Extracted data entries
======
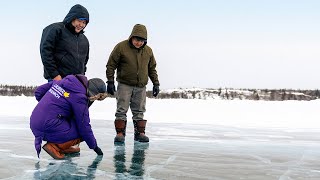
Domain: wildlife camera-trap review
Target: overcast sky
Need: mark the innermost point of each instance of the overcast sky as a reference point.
(197, 43)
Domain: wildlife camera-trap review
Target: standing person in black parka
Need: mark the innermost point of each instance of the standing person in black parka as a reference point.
(64, 48)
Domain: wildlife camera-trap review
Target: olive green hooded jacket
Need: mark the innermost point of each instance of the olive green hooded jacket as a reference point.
(133, 65)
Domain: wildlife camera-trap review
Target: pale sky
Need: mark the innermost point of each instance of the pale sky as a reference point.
(197, 43)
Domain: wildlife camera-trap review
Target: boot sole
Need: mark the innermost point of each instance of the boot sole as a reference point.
(50, 153)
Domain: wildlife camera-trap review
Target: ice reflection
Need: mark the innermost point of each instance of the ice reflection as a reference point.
(67, 169)
(136, 168)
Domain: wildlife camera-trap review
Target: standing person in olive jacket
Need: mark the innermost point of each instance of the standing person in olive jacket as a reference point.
(64, 48)
(134, 61)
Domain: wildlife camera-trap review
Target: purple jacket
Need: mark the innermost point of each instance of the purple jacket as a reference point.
(62, 113)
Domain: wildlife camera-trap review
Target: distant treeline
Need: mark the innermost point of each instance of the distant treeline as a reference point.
(196, 93)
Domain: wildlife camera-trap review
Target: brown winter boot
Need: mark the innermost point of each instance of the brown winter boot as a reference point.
(139, 131)
(120, 126)
(70, 147)
(53, 150)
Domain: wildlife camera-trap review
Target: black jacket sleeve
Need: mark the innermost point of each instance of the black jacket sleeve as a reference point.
(50, 36)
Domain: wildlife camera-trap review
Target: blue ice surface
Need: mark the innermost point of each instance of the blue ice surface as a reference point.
(175, 151)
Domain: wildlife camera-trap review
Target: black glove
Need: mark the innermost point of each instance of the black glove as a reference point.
(98, 151)
(111, 88)
(155, 90)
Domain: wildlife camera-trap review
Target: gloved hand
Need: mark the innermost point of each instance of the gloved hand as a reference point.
(110, 87)
(155, 90)
(98, 151)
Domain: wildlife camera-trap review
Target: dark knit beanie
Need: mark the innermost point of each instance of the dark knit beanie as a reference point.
(96, 86)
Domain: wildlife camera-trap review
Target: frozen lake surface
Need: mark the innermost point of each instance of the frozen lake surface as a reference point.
(175, 151)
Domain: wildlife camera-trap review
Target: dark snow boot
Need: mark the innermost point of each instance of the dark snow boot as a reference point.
(53, 150)
(139, 131)
(70, 147)
(120, 126)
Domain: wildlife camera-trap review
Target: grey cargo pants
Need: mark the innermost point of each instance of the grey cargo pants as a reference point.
(132, 96)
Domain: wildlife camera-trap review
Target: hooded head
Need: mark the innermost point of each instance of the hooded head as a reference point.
(76, 12)
(139, 31)
(96, 90)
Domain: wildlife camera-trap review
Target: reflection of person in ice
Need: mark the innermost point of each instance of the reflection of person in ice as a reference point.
(137, 160)
(67, 170)
(62, 115)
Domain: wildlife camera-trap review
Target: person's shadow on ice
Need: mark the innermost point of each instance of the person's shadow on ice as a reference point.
(67, 170)
(137, 161)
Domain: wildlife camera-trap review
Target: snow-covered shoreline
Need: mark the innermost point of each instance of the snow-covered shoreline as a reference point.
(237, 113)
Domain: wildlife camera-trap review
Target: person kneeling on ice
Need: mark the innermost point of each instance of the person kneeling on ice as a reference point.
(61, 116)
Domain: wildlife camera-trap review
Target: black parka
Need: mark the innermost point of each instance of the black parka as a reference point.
(133, 65)
(64, 52)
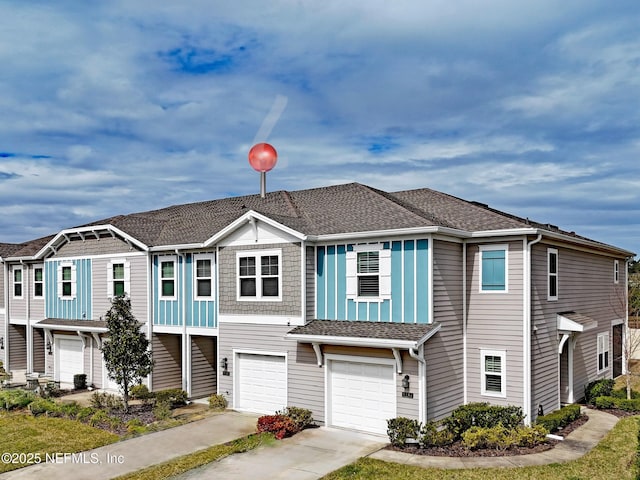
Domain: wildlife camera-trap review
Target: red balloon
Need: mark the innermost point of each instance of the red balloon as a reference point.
======
→ Exercise description
Pictures are excluded; copy every other part of the records exactly.

→ Written answer
Domain: wildlife camera-trap review
Target: overcast sky
Need: mark the innermost point of each instance of the overcast sky as a reference point.
(197, 43)
Domain: wildlife camera-trap review
Target: standing person in black parka
Need: mark the innermost point of each instance of the standing person in black parka as a reference point.
(64, 48)
Domain: wildlife camera-trap review
Target: olive green hooded jacket
Need: mark the innermost point of each instance of the olive green hooded jacket as a reference point.
(133, 65)
Domain: wildlife camera-trap review
Target: pale sky
Need: mark the innermost point of each instance of the pale sky as a reference point.
(197, 43)
Domain: wildlife camera-trap review
Target: boot sole
Need: mark the innermost point of each instance of the boot sole as a reference point.
(50, 153)
Domain: wildlife camera-trap review
Target: ice reflection
Need: mark the innermost point of each instance of the ice reflection as a reference point.
(67, 169)
(136, 168)
Domain: wildlife camera-trap review
Target: standing person in olive jacket
Need: mark the innermost point of each instance of the standing person in olive jacket as a reference point.
(64, 48)
(134, 61)
Domain: wildlife camera-trap review
Target: purple jacket
Need: mark the innermost point of each instance of the purple jacket as a reference point.
(62, 113)
Domain: wildlife camera-trap review
Target: distant treeline
Need: mark the innermost point of each instance of the distant treeline as a reference point.
(196, 93)
Domain: wildlife camera-trap review
Target: brown winter boot
Need: mark the innermost point of each instance of the brown winter boot as a reference point.
(139, 131)
(120, 126)
(70, 147)
(53, 150)
Domain: wildlife camera-trap review
Target: black jacket sleeve
Need: mark the innermost point of each instance of the black jacket sleeve as a reference point.
(50, 36)
Domain: wildlife camera-trap review
Target: blue ice surface
Need: mark the innermost point of each instance of the blue ice surface as a reference point.
(175, 151)
Domain: wildlife camera-trap review
Target: black glove
Need: mark the innermost point of each instance of the black glove as a reference point.
(98, 151)
(111, 88)
(155, 90)
Domain: wildlife camera-trap review
Target: gloved hand
Need: mark the innermost point of each instance of the gloved hand as a reference point.
(110, 87)
(155, 90)
(98, 151)
Domain: wildlife camera-trap review
Target: dark knit beanie
Need: mark the innermost point of each instance of the dark knit beanie as a reference point.
(96, 86)
Domain: wildlife camera-trap review
Target: frozen lake surface
Need: mark the innermost point of each instance of the frozen lake surface as a reference point.
(175, 151)
Domain: wildlife camera-trap review
Target: dark snow boot
Need: mark the innermost point of each instance of the dark snow boot as a reference point.
(53, 150)
(139, 131)
(70, 147)
(120, 126)
Domain: wildlife camera-trap review
Target: grey cargo pants
Need: mark the innermost point of each instance of the grey cargo pants as a reference point.
(132, 96)
Domain: wildlife camera-trap review
Target: hooded head
Need: mark the innermost point of each instance of the hooded head as a reference point.
(76, 12)
(139, 31)
(96, 90)
Domain: wildlife camera-trap review
Target: reflection of person in ice
Need: mark the innermost point of each instance of the reflection of person in ice as a reference point.
(137, 160)
(67, 170)
(62, 115)
Domain: wildlife camera-trap review
Target: person's shadow on ice
Need: mark the innermost point of each instance of the person's shadow on ice as a reference point.
(67, 170)
(137, 161)
Domain: wildlife camera-trap review
Target: snow-covered shoreline
Need: mark the innermost point of each instance of the snow-covered shoreline as a reference point.
(237, 113)
Domain: wildlife camera-trap review
Target: person kneeling on ice
Need: mark the innermost point of each instance of the person kneeling on ice as a reference point.
(61, 116)
Domain: wildlife camera-trap review
Target: black parka
Need: mark the innermost point of each instance of the black parka as a reference point.
(133, 65)
(64, 52)
Domain: wildlife camera-trap review
Target: red balloon
Need: mark the innermost point of each instance of the red balloon as a reference point.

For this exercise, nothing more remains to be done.